• Short task
Copy out the text on list sorting starting at "Correct use of" and ending at "headache and heartache.", swapping "debugger" for "profiler" throughout.

Correct use of memory and pointers requires much careful attention to detail. You'll likely benefit from drawing a lot of diagrams to help you keep track.
To be sure your code is doing what you intend, you'll likely need to step in the debugger and examine the state of your lists as you go. In fact, you might find it most convenient to run in the debugger full time as you work on this project, as this gives you the best tools for analyzing what is going on in your program at any given moment. This is information you cannot get any other way.
Draw out an intentional design from the start and follow a systematic development process, and you can absolutely triumph. But hacking up an attempt operating with incomplete understanding and hoping you can prod the code into working is likely to lead to headache and heartache.

Extensions

Here are some ideas for further exploration of list sorting:

Add a smarter choice of pivot for Quicksort. A poor pivot (e.g. min or max of sequence) can significantly degrade performance. Confirm this by constructing an input to Quicksort that triggers this worst cast and run time trials to observe it degenerating to O(N^2). There are many neat appraoches to combat this effect, see https://stackoverflow.com/questions/164163/quicksort-choosing-the-pivot/ for starters.
Research and implement an alternative sorting algorithm. There are lots of interesting options! To name a few:
- Selection Sort
- Insertion Sort
- Bubble Sort (but Obama recommends against)
- Brick Sort
- Comb Sort
- Shaker Sort
- Gnome Sort
- Block Sort
- Shell Sort
- Radix Sort
- Spreadsort
- Natural Merge Sort
- Patience Sort
Some of these are more suited to linked lists than others, so do some background research on the algorithm before deciding whether it would be a good one to tackle.

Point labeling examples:
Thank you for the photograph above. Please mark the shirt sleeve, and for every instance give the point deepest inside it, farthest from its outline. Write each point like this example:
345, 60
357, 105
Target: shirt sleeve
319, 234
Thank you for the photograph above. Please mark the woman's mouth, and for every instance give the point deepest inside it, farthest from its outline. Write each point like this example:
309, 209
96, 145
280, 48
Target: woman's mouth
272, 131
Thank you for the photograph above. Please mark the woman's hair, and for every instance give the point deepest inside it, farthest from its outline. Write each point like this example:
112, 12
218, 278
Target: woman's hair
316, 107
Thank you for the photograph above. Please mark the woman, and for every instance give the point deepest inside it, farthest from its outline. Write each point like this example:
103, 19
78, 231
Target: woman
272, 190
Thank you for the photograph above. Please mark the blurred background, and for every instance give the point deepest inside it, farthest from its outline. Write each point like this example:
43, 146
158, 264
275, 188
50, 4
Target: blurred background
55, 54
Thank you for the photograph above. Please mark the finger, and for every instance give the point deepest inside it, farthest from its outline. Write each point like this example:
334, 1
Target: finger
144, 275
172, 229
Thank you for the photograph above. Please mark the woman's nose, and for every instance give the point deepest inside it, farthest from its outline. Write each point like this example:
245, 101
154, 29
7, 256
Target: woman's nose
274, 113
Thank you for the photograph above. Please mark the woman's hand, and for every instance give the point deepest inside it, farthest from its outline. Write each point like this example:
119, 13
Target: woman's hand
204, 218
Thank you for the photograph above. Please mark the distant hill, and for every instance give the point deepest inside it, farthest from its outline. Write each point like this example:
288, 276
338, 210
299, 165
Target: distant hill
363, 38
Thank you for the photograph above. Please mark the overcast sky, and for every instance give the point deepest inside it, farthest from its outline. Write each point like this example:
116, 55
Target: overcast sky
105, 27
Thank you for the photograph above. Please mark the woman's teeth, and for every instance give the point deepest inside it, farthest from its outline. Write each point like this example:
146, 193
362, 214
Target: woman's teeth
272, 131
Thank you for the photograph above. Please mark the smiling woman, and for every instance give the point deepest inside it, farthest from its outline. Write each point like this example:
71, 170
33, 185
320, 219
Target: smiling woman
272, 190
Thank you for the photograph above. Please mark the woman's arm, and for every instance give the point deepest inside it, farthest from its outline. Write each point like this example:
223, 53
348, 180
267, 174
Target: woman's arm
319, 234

• Exercise solution
Correct use of memory and pointers requires much careful attention to detail. You'll likely benefit from drawing a lot of diagrams to help you keep track.
To be sure your code is doing what you intend, you'll likely need to step in the profiler and examine the state of your lists as you go. In fact, you might find it most convenient to run in the profiler full time as you work on this project, as this gives you the best tools for analyzing what is going on in your program at any given moment. This is information you cannot get any other way.
Draw out an intentional design from the start and follow a systematic development process, and you can absolutely triumph. But hacking up an attempt operating with incomplete understanding and hoping you can prod the code into working is likely to lead to headache and heartache.